▶ **The task**:
Return every one of the entries below word for word, with no changes.

[Labeled box records]
+===+

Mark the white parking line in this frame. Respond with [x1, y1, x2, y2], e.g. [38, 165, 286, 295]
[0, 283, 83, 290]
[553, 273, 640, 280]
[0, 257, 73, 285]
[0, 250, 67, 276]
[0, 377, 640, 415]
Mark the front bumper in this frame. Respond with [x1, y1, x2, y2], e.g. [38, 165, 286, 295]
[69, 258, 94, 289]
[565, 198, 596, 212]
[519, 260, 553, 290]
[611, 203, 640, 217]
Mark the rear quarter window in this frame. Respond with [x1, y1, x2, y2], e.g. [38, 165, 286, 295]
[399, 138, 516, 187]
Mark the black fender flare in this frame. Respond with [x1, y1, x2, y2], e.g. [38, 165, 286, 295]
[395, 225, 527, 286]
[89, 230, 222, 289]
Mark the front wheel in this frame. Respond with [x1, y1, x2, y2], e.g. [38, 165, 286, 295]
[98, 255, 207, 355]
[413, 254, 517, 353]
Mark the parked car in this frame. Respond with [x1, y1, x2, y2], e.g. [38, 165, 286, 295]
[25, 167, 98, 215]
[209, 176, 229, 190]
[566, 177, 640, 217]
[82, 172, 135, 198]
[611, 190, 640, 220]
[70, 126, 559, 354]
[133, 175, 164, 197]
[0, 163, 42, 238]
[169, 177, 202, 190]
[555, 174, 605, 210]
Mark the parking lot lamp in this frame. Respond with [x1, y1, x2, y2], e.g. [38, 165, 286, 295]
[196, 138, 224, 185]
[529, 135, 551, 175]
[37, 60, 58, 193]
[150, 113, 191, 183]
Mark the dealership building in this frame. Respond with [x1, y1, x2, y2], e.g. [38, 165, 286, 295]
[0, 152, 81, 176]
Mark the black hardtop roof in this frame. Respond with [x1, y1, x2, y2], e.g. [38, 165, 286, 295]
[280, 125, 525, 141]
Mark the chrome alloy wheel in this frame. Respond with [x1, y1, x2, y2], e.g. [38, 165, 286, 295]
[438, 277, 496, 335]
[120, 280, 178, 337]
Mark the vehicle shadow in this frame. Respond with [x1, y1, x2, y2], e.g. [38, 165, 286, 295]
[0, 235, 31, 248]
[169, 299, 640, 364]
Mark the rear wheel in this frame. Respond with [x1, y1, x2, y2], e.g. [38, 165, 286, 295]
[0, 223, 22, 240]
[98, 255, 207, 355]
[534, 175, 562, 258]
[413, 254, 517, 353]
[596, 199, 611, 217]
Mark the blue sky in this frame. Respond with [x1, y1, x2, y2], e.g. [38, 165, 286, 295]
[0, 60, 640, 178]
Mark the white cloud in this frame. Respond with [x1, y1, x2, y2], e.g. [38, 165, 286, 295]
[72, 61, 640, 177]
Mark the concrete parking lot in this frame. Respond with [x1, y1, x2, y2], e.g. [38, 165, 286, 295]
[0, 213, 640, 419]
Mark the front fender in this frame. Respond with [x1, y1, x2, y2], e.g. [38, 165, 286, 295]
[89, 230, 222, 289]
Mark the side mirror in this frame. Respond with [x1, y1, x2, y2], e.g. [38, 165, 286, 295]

+===+

▶ **Solution for this task**:
Mark the white parking line in this frame. Respond with [x1, y1, x2, y2], e.g. [38, 165, 286, 295]
[0, 283, 83, 290]
[553, 273, 640, 280]
[0, 257, 73, 285]
[0, 250, 67, 276]
[0, 377, 640, 415]
Mark the front bumper in this frame. Respond with [x1, y1, x2, y2], e.g. [38, 165, 286, 295]
[69, 258, 94, 289]
[565, 198, 596, 212]
[519, 260, 553, 290]
[611, 203, 640, 217]
Mark the rear quarter window in this frame. Respond with [x1, y1, x2, y2], e.g. [38, 165, 286, 295]
[399, 138, 516, 187]
Mark the black fender flare in this frame. Respond with [x1, y1, x2, y2], e.g. [38, 165, 286, 295]
[395, 225, 527, 286]
[89, 230, 222, 289]
Mark the front wheel in this frame. Respond with [x1, y1, x2, y2], e.g. [38, 165, 286, 295]
[98, 255, 207, 355]
[413, 254, 517, 353]
Mark the parked car in this frame. Respond with [x1, y1, x2, y2], e.g. [38, 165, 286, 295]
[25, 167, 98, 215]
[209, 176, 229, 190]
[566, 177, 640, 217]
[82, 172, 135, 198]
[611, 190, 640, 220]
[70, 126, 559, 354]
[133, 175, 164, 197]
[0, 163, 42, 238]
[169, 177, 202, 190]
[555, 174, 605, 210]
Mark the parking lot lamp in this frame. Respond with [x1, y1, x2, y2], e.g. [38, 165, 286, 295]
[196, 138, 224, 185]
[529, 135, 551, 175]
[37, 60, 58, 193]
[150, 113, 191, 183]
Mark the dealership building in this frame. Respond with [x1, y1, x2, y2], e.g. [38, 165, 286, 295]
[0, 152, 81, 176]
Mark the black hardtop roof in this frame. Respond with [x1, y1, x2, y2], e.g. [38, 165, 286, 295]
[280, 125, 525, 141]
Mark the chrome alloy wheel in this frame. Respond with [x1, y1, x2, y2], e.g. [38, 165, 286, 295]
[438, 277, 496, 335]
[120, 280, 178, 337]
Mark the vehicle shadow in this frame. Respond with [x1, y1, x2, y2], e.g. [38, 165, 286, 295]
[0, 235, 31, 248]
[169, 299, 640, 364]
Mark the rear wheel in this frame. Respond with [x1, y1, x2, y2], e.g. [38, 165, 286, 295]
[0, 223, 22, 240]
[98, 255, 207, 355]
[534, 175, 562, 258]
[413, 254, 517, 353]
[596, 199, 611, 217]
Mark the blue sky in this frame. Respond with [x1, y1, x2, y2], e.g. [38, 165, 286, 295]
[0, 60, 640, 178]
Mark the white cloud in this frame. Respond with [x1, y1, x2, y2], e.g. [38, 165, 286, 295]
[72, 61, 640, 177]
Mark the concrete parking lot in this frame. Respond with [x1, y1, x2, y2], e.g. [38, 165, 286, 295]
[0, 213, 640, 419]
Mark the front fender in this frame. Respond with [x1, y1, x2, y2], e.g. [38, 165, 286, 295]
[89, 230, 222, 289]
Mark the side mirror in this frame. Respond with [x1, y1, x2, y2], e.g. [38, 165, 286, 295]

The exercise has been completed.